> [GIVEN INFORMATION]
• • • • •

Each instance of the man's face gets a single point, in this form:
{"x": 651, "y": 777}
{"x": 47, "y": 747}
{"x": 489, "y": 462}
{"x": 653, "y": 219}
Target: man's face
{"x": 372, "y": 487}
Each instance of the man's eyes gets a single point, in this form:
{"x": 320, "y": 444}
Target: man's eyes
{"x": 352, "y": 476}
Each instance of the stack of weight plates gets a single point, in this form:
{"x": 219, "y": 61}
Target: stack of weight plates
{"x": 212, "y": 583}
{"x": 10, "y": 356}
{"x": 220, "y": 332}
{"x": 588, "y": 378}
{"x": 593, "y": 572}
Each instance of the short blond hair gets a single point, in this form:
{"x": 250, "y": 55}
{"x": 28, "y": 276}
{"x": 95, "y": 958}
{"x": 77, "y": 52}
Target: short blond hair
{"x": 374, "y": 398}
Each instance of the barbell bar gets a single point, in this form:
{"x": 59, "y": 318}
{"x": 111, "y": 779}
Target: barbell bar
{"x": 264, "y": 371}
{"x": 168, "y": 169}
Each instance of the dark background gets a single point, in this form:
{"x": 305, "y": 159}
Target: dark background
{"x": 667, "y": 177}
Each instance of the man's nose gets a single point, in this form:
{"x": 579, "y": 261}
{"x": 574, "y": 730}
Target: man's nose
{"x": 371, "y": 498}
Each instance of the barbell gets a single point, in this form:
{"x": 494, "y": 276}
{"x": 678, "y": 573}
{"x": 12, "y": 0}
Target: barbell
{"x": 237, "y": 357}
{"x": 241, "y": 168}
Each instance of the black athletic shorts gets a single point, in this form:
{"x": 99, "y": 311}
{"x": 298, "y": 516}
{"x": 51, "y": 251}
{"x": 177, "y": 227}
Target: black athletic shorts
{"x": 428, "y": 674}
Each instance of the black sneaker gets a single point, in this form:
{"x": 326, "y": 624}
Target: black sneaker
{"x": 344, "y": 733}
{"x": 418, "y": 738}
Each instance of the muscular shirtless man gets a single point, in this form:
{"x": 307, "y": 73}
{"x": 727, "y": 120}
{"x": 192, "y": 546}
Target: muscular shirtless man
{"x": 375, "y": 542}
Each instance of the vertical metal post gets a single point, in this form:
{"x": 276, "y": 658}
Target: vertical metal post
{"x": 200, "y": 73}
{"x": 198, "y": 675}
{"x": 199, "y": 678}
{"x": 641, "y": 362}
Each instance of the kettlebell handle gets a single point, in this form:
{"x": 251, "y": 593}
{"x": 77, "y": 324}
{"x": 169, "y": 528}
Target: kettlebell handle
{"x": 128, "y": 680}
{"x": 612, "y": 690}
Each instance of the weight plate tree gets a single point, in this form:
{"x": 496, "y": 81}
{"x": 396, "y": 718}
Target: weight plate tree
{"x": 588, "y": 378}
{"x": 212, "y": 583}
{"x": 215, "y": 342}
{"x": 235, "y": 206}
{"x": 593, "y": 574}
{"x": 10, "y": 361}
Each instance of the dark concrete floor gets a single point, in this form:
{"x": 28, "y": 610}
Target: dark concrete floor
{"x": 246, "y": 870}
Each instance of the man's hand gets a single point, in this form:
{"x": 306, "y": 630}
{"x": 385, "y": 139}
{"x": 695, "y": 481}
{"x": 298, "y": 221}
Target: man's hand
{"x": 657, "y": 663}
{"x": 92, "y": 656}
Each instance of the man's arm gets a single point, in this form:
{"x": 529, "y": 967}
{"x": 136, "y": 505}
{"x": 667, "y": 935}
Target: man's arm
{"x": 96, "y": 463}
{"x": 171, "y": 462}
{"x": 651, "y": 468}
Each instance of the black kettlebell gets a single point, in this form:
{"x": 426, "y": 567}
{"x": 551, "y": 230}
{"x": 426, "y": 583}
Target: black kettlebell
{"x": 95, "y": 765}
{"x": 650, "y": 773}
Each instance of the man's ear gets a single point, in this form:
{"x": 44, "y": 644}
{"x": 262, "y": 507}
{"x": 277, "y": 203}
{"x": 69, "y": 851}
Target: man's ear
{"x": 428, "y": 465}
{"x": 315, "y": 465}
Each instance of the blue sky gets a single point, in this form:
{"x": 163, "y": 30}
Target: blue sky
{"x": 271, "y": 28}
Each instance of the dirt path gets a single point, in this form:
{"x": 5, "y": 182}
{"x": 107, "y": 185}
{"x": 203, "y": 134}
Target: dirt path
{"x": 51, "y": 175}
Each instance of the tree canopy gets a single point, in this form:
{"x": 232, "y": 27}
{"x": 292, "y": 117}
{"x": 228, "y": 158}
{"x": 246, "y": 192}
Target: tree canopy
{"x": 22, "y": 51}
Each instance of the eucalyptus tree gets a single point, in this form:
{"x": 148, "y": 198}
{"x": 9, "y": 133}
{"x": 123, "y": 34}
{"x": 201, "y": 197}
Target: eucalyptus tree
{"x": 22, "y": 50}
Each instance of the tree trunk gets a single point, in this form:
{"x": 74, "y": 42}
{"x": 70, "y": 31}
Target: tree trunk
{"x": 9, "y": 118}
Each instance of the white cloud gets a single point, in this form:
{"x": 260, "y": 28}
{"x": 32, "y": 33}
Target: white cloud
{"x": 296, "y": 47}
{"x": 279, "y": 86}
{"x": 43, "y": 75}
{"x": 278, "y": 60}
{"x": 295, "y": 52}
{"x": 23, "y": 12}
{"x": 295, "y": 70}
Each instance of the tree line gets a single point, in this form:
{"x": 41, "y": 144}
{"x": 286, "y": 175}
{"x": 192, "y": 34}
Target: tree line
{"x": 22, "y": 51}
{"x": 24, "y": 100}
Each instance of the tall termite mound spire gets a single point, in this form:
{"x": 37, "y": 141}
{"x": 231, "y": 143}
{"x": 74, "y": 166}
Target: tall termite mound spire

• • • • •

> [TASK DESCRIPTION] Revise the listing from the line containing "Each instance of the man's ear" through the end of the listing, inclusive, so that "dirt path" is replaced with "gravel path" and everything else stays unchanged, and give only those lines.

> [RESULT BELOW]
Each instance of the man's ear gets a single point, in this form:
{"x": 44, "y": 644}
{"x": 262, "y": 507}
{"x": 277, "y": 203}
{"x": 69, "y": 851}
Target: man's ear
{"x": 428, "y": 465}
{"x": 315, "y": 465}
Each instance of the blue sky gets a single point, in this form:
{"x": 163, "y": 30}
Target: blue sky
{"x": 271, "y": 28}
Each instance of the gravel path gets a single point, in this form:
{"x": 5, "y": 182}
{"x": 107, "y": 185}
{"x": 203, "y": 134}
Target: gravel path
{"x": 51, "y": 175}
Each instance of the tree canopy gets a single point, in this form:
{"x": 232, "y": 27}
{"x": 292, "y": 117}
{"x": 228, "y": 158}
{"x": 246, "y": 192}
Target: tree canopy
{"x": 22, "y": 51}
Each instance of the eucalyptus tree gets a single point, in this form:
{"x": 148, "y": 198}
{"x": 9, "y": 133}
{"x": 123, "y": 34}
{"x": 201, "y": 197}
Target: eucalyptus tree
{"x": 22, "y": 50}
Each instance of the tree trunk gets a single point, in this form:
{"x": 74, "y": 42}
{"x": 70, "y": 31}
Target: tree trunk
{"x": 9, "y": 118}
Each instance of the white cloud gets a single point, in this form:
{"x": 260, "y": 28}
{"x": 32, "y": 33}
Target: white cloud
{"x": 296, "y": 47}
{"x": 279, "y": 86}
{"x": 43, "y": 75}
{"x": 278, "y": 60}
{"x": 295, "y": 52}
{"x": 23, "y": 12}
{"x": 295, "y": 70}
Each instance of the tree line gets a single point, in this form:
{"x": 41, "y": 144}
{"x": 286, "y": 175}
{"x": 192, "y": 34}
Target: tree line
{"x": 22, "y": 51}
{"x": 24, "y": 100}
Each instance of the tall termite mound spire gets a single point, in this form:
{"x": 37, "y": 141}
{"x": 231, "y": 143}
{"x": 74, "y": 166}
Target: tall termite mound spire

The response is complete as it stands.